-- Begin Data for processing --

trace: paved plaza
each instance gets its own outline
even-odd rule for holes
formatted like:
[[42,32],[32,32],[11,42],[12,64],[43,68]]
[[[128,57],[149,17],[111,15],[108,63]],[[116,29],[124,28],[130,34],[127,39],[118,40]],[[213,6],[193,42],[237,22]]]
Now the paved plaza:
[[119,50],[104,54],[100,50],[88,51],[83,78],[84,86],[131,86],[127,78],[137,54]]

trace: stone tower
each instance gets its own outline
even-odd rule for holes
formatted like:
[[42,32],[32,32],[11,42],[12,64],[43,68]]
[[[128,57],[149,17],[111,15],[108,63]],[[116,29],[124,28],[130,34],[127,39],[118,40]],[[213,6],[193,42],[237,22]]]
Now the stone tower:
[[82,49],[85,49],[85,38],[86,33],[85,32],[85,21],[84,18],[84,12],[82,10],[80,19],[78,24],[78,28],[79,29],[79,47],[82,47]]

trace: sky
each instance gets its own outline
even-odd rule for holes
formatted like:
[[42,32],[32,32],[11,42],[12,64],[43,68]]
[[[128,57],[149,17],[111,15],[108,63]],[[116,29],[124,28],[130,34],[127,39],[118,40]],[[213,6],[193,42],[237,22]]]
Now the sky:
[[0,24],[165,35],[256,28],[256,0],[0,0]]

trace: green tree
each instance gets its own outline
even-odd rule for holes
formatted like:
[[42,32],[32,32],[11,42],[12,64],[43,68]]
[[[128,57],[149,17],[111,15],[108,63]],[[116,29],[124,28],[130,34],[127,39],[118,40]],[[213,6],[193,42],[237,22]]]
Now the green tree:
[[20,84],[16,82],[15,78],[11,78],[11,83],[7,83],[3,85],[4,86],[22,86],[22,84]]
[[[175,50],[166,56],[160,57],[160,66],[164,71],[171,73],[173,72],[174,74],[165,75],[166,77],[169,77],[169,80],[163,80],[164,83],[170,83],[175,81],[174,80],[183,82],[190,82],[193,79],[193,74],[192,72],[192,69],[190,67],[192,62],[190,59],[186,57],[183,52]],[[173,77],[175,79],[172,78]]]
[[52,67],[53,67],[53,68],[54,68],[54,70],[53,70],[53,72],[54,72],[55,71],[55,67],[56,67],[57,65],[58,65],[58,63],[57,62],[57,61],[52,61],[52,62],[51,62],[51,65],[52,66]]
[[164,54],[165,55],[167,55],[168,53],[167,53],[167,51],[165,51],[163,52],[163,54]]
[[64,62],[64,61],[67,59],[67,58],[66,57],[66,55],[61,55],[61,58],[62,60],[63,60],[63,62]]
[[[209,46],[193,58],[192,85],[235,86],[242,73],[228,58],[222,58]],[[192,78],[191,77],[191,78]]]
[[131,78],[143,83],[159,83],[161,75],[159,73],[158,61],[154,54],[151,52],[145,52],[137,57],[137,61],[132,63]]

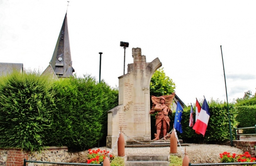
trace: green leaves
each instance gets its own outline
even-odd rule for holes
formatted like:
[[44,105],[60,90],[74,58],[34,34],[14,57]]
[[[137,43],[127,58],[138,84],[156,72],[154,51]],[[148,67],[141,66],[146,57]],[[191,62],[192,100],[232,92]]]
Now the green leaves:
[[[190,115],[190,107],[184,108],[182,114],[182,125],[183,133],[179,137],[183,141],[188,143],[215,143],[223,142],[230,140],[229,126],[227,105],[218,100],[214,101],[212,99],[208,102],[210,116],[204,137],[202,134],[196,134],[192,127],[188,126]],[[202,103],[201,103],[202,104]],[[195,112],[195,106],[194,112]],[[229,103],[230,120],[231,128],[237,125],[235,119],[237,111],[234,108],[233,103]],[[193,114],[194,124],[195,122],[195,114]],[[234,131],[232,131],[233,132]],[[234,136],[234,133],[233,135]],[[233,137],[234,138],[234,137]]]
[[163,68],[159,68],[153,74],[150,83],[150,95],[160,96],[174,92],[175,84],[166,75]]
[[0,147],[40,150],[54,108],[51,79],[28,71],[1,80]]

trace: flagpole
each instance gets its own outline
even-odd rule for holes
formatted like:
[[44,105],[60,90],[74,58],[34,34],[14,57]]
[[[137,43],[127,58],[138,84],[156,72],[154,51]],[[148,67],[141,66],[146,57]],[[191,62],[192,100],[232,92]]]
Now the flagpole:
[[227,103],[228,104],[228,123],[229,124],[229,133],[230,133],[230,140],[231,146],[233,146],[233,139],[232,139],[232,133],[231,130],[231,123],[230,122],[229,117],[229,111],[228,109],[228,93],[227,92],[227,85],[226,84],[226,76],[225,75],[225,69],[224,69],[224,62],[223,61],[223,55],[222,55],[222,49],[221,46],[221,57],[222,58],[222,64],[223,65],[223,71],[224,72],[224,79],[225,79],[225,87],[226,88],[226,96],[227,96]]

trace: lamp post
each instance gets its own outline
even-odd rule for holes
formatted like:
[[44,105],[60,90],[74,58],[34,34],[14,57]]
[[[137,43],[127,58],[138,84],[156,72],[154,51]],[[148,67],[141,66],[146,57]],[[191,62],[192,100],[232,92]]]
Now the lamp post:
[[100,72],[101,71],[101,54],[103,54],[102,53],[99,53],[100,54],[100,78],[99,81],[99,82],[100,83]]
[[225,87],[226,88],[226,96],[227,97],[227,103],[228,104],[228,123],[229,125],[229,133],[230,134],[230,145],[233,146],[233,139],[232,138],[232,132],[231,130],[231,123],[230,122],[229,117],[229,111],[228,110],[228,93],[227,92],[227,85],[226,84],[226,76],[225,75],[225,69],[224,69],[224,62],[223,61],[223,56],[222,55],[222,49],[221,46],[221,57],[222,58],[222,65],[223,65],[223,71],[224,72],[224,79],[225,79]]
[[124,56],[123,60],[123,75],[124,75],[125,71],[125,49],[129,46],[129,43],[128,42],[120,42],[120,46],[123,47],[124,49]]

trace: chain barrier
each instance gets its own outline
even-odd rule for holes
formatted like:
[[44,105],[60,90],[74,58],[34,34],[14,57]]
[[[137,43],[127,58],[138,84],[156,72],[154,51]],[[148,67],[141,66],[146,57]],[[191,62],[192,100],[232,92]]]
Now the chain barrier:
[[133,141],[135,141],[135,142],[137,142],[138,143],[140,143],[140,144],[155,144],[156,143],[157,143],[158,142],[159,142],[159,141],[161,141],[161,140],[163,140],[164,138],[166,138],[166,137],[167,137],[168,136],[168,135],[169,134],[170,134],[171,133],[171,131],[173,131],[173,129],[171,131],[170,131],[170,132],[169,132],[169,133],[168,133],[168,134],[167,134],[164,137],[160,139],[159,139],[158,140],[157,140],[156,141],[154,141],[154,142],[150,142],[150,143],[144,143],[144,142],[141,142],[140,141],[139,141],[136,140],[136,139],[135,139],[134,138],[133,138],[130,137],[130,136],[128,136],[128,135],[127,135],[125,133],[124,133],[123,132],[123,131],[122,131],[122,132],[123,133],[123,134],[124,134],[124,135],[125,135],[126,137],[127,137],[128,138],[130,138],[131,140],[133,140]]
[[120,131],[119,131],[119,134],[118,134],[118,137],[117,137],[117,139],[116,139],[116,143],[115,143],[115,145],[114,145],[114,146],[113,146],[113,147],[112,148],[112,149],[111,151],[109,152],[109,153],[108,153],[108,158],[110,159],[109,158],[109,155],[110,155],[110,153],[111,153],[112,151],[113,151],[113,150],[114,150],[114,149],[115,148],[115,147],[116,145],[116,144],[117,143],[117,141],[118,141],[118,139],[119,138],[119,137],[120,137],[120,134],[121,133],[121,132]]
[[183,150],[183,149],[181,147],[181,145],[180,143],[180,141],[178,140],[178,136],[177,135],[177,133],[176,132],[176,130],[175,130],[175,128],[174,127],[173,127],[173,130],[174,131],[174,133],[175,133],[175,137],[176,137],[176,138],[177,139],[177,141],[178,141],[178,144],[179,146],[180,146],[180,148],[181,149],[181,151],[182,152],[182,153],[183,154],[185,154],[185,152],[184,152],[184,150]]
[[126,134],[124,133],[123,131],[119,131],[119,134],[118,135],[118,137],[117,137],[117,139],[116,139],[116,142],[115,143],[115,145],[114,145],[114,146],[113,146],[113,147],[112,148],[111,150],[108,153],[108,157],[109,158],[109,155],[110,155],[110,153],[111,153],[111,152],[112,152],[112,151],[113,151],[113,150],[114,150],[114,149],[115,148],[115,147],[116,145],[116,144],[117,143],[117,141],[118,141],[118,139],[119,138],[119,137],[120,137],[120,134],[121,133],[121,132],[123,133],[123,134],[125,136],[126,136],[126,137],[127,137],[128,138],[130,138],[131,140],[132,140],[134,141],[135,141],[135,142],[136,142],[138,143],[140,143],[140,144],[155,144],[156,143],[159,142],[159,141],[161,141],[161,140],[163,140],[164,138],[166,138],[168,136],[168,135],[169,135],[169,134],[170,134],[171,133],[171,132],[173,131],[174,132],[174,133],[175,133],[175,137],[177,139],[177,140],[178,141],[178,145],[180,146],[180,148],[181,149],[181,151],[182,152],[182,153],[183,153],[183,154],[184,154],[185,152],[184,151],[184,150],[183,150],[183,149],[182,149],[182,148],[181,147],[181,144],[180,143],[180,141],[178,140],[178,136],[177,135],[177,133],[176,132],[176,130],[175,130],[175,128],[174,127],[173,129],[172,129],[171,130],[171,131],[168,133],[168,134],[167,134],[164,137],[163,137],[160,139],[159,139],[158,140],[157,140],[156,141],[154,141],[154,142],[151,142],[150,143],[144,143],[144,142],[141,142],[140,141],[136,140],[136,139],[134,139],[130,137],[129,136],[128,136]]

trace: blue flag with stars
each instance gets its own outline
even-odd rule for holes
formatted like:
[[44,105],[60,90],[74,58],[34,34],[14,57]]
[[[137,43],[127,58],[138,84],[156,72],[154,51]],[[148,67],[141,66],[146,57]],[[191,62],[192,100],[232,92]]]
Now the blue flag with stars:
[[178,101],[177,103],[177,109],[175,113],[174,118],[174,128],[178,130],[180,133],[182,133],[182,129],[181,129],[181,119],[182,118],[182,112],[183,109],[180,102]]

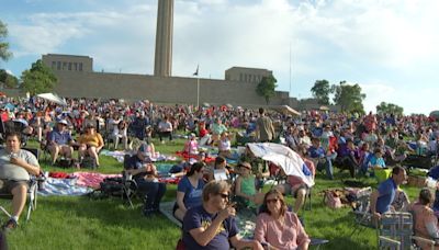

-- End Data for processing --

How many lines of the data above contain the string "chain"? Reply with the number only.

2